### Excerpted passage
A drug addict who held up shop staff with a water pistol in one of 70 robberies and burglaries has been jailed for nine years.
Paul Stewart held the 1ft-long toy to the back of an assistant's head and threatened to kill her.
In another shop robbery he told frightened assistants he had an accomplice waiting outside with a shotgun.
He ordered them to count to 1,000 and warned they would be shot if they tried to raise the alarm before then.
Stewart, 29, pleaded guilty to two robberies, a burglary and theft when he appeared at Hove Crown Court yesterday.
Richard Cherrill, prosecuting, said Stewart went into the Co-op in Old Town, Eastbourne, an hour before it closed on January 3.
The store's CCTV cameras showed him buying goods and then leaving but picked him up re-entering the store at 10pm.
Mr Cherrill said: "He threatened two members of staff with a claw hammer and took £5,700 from the safe after ordering them to hand over the keys.
"He tied them up and ordered them to count to one thousand, saying there was a man outside with a shotgun who would shoot them if they called the police.
"He smashed the CCTV equipment and the video cassette with the hammer before he left.
"Police were able to reconstruct the video tape and identified him as the man who had earlier entered the shop."
He said Stewart struck again two weeks later at a convenience store in the town as the female member of staff shut for the night.
The woman told police: "He was carrying something which was black and about a foot long. He said it was a gun.
"He told me to get on the ground and I felt something cold, metal and heavy at the back of my head.
"He said several times he would kill me."
After he was arrested, Stewart said although the gun was metal and not plastic it was, in fact, a child's water pistol.
The court heard Stewart, from Eastbourne but of no fixed address, had previous convictions for actual bodily harm and robbery for which he had been jailed for a total of six years.
He had been released on licence and still had 18 months of the sentence remaining when the robberies were committed.
He asked for a string of more than 70 offences of robbery, burglary and deception to be taken into consideration.
The court heard Stewart had a £1,000-a-day addiction to crack cocaine, heroin and Valium.
Robert Hall, defending, said Stewart had developed a drug problem after being devastated by the death of his long-term partner from cancer in December last year.

### Data shown
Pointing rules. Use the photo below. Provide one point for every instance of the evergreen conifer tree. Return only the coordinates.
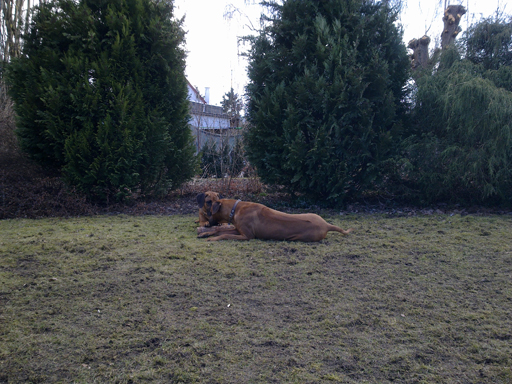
(326, 95)
(101, 95)
(461, 149)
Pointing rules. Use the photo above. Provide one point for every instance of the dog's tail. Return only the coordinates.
(340, 230)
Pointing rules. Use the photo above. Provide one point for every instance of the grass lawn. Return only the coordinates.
(138, 299)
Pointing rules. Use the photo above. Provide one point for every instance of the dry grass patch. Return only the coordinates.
(124, 299)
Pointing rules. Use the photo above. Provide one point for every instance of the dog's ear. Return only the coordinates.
(216, 207)
(200, 199)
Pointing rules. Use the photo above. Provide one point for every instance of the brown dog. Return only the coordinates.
(256, 221)
(205, 202)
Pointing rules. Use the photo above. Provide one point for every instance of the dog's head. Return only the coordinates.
(206, 200)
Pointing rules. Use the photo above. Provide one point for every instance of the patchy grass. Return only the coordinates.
(124, 299)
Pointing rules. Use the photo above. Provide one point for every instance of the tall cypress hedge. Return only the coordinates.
(461, 150)
(326, 96)
(100, 95)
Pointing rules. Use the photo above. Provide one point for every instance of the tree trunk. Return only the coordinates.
(419, 56)
(451, 19)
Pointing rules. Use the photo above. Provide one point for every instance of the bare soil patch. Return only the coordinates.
(134, 299)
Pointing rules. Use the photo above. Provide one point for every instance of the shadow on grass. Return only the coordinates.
(124, 299)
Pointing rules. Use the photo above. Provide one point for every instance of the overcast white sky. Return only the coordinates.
(212, 39)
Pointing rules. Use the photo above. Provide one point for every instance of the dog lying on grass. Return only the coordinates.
(256, 221)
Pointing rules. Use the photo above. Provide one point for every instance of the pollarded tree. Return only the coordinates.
(462, 147)
(101, 95)
(326, 95)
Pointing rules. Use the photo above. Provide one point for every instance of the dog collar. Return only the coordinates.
(233, 212)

### Problem to work on
Copy everything in the robbery report from "The woman told" down to "of my head.", but swap "black" for "dark".

### Response box
The woman told police: "He was carrying something which was dark and about a foot long. He said it was a gun.
"He told me to get on the ground and I felt something cold, metal and heavy at the back of my head.